*** Brano fornito ***

Viviamo in un’epoca in cui vengono prodotti sequel, remake e revival di ogni sorta, da And Just Like That…, il sequel di Sex and the City che pare più uno spin-off, fino all’attesissima e sorprendente nuova stagione di Dexter: New Blood, il cui finale è peggio di quello di 8 anni fa. Tra le centinaia di serie tv prodotte, siamo certi però che ne esistano alcune per le quali un sequel sarebbe una mossa più che sensata. Quasi dovuta. Perciò siamo andati a ripescare quelle storie terminate da almeno un decennio ma diventate già dei cult, per le quali non solo avrebbe senso realizzare un sequel, ma per molte di loro (come la prima della lista), un ritorno rappresenterebbe l’occasione per dare il giusto epilogo alla vicenda. Nel caso di altre, come la pluripremiata Desperate Housewives, il sequel rappresenterebbe invece l’occasione per dimostrare ai più diffidenti che la serie tv creata da Marc Cherry è ben altro che una soap-opera patinata. Anzi, si tratta di un gioiello, fin troppo sottovalutato, che ha segnato un capitolo di storia della serialità. Iniziamo quindi dalla prima, un cult che non poteva assolutamente mancare in questa lista: Firefly una delle migliori serie sci-fi di sempre.

Firefly (2002–2003)

Firefly

Nel 2002 arrivava un space Western drama breve, ma intenso. Una serie tv ideata da Joss Whedon (Buffy l’ammazzavampiri) che con una sola stagione di 14 puntate ha stregato il pubblico, lasciandolo in lacrime con una cancellazione improvvisa. Nel 2005, con Serenity, hanno provato a riportarla al cinema. Il film è ambientato dopo gli eventi dell’episodio finale e vede coinvolto lo stesso cast. Tra tutti, Nathan Fillion nei panni di Malcolm “Mal” Reynolds, il capitano della nave spaziale Serenity, e la sua compagna d’armi Zoe Washburne (Gina Torres). La serie della Fox è una storia corale e narra le avventure dell’equipaggio, e dei passeggeri occasionali, in una galassia insidiosa. Ci troviamo nel futuro, a circa 500 anni dalla nostra epoca. Dopo la vittoria dell’Alleanza, che ha ottenuto il controllo totale del sistema stellare, il sergente Raynolds, il quale aveva combattuto dal lato opposto, insieme a Zoe Washburne si danno per lo più al contrabbando a bordo della Serenity, una nave da trasporto di classe Firefly. La serie ottenne un’accoglienza grandiosa, registrando una media di 5 milioni di spettatori a settimana. Nel 2003 si è aggiudicata un Primetime Emmy Award mentre su IMDb mantiene ancora un gradimento di 9/10.

*** Registrazioni ***

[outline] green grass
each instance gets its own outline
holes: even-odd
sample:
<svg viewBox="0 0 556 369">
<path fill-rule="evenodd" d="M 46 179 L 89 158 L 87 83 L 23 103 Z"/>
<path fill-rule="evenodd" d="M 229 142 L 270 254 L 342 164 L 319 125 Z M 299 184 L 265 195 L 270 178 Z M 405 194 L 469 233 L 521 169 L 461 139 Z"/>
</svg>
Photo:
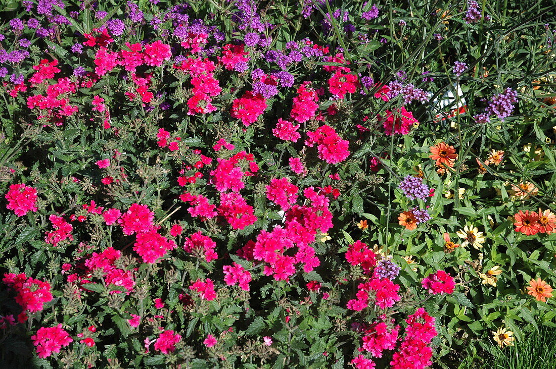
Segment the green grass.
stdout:
<svg viewBox="0 0 556 369">
<path fill-rule="evenodd" d="M 556 328 L 541 327 L 527 335 L 515 346 L 494 347 L 483 359 L 460 369 L 554 369 L 556 368 Z"/>
</svg>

***

> [Consegna 1]:
Riscriva tutte le registrazioni rinominando "green grass" in "dry grass" e lasciando invariato tutto il resto. Ometta le immagini dalla risposta.
> [Consegna 2]:
Prosegua il brano sulla serie Firefly a partire dalla sua ultima frase.

> [Risultato 1]:
[outline] dry grass
each instance gets its own outline
holes: even-odd
sample:
<svg viewBox="0 0 556 369">
<path fill-rule="evenodd" d="M 46 179 L 89 158 L 87 83 L 23 103 Z"/>
<path fill-rule="evenodd" d="M 229 142 L 270 254 L 342 164 L 319 125 Z M 299 184 L 265 195 L 270 178 Z M 405 194 L 469 233 L 521 169 L 461 139 Z"/>
</svg>
Photo:
Segment the dry grass.
stdout:
<svg viewBox="0 0 556 369">
<path fill-rule="evenodd" d="M 556 328 L 541 327 L 527 335 L 515 346 L 494 347 L 483 359 L 460 369 L 554 369 L 556 368 Z"/>
</svg>

> [Risultato 2]:
La cancellazione dunque non ha nulla a che vedere con la sua accoglienza, ma nasce da alcune circostanze sfortunate. ScreenRant ha parlato spesso di “divergenze creative” sul set. Stando alle indiscrezioni, Whedon e i direttori della Fox non erano d’accordo su molte scelte narrative, tra cui la relazione tra Zoe e Wash (Alan Tudyk). Secondo la Fox, infatti, tra loro avrebbe dovuto esserci un rapporto burrascoso anziché calma e felicità. Ad ogni modo, Whedon ha optato per la soluzione più drastica, sacrificando la sua creatura per preservare la propria visione creativa. Tuttavia i fan non hanno mai smesso di sperare in un ritorno. E in un’epoca costellata da sequel, revival e reboot talvolta superflui, bisognerebbe trovare il modo per rimettere in moto Serenity. Innanzitutto i membri del cast sono ancora relativamente giovani e in attività. Tra loro ricordiamo anche il mercenario Jayne Cobb (Adam Baldwin) e Inara Serra (Morena Baccarin). Nonostante siano passati quasi vent’anni, invece di finire nel dimenticatoio, Firefly continua ad attirare a sé nuovi appassionati che chiedono a gran voce un sequel. Nathan Fillion ha organizzato diverse iniziative, ma finora nulla di fatto. L’ultima e più importante motivazione per dare seguito alla vicenda è senza dubbio la storia narrata. Un’avventura spaziale che è stata interrotta bruscamente sebbene avesse ancora tanto da dire. L’universo di Firefly è in continua espansione e, in potenza, la serie potrebbe andare avanti all’infinito senza annoiare.

My Name Is Earl (2005–2009)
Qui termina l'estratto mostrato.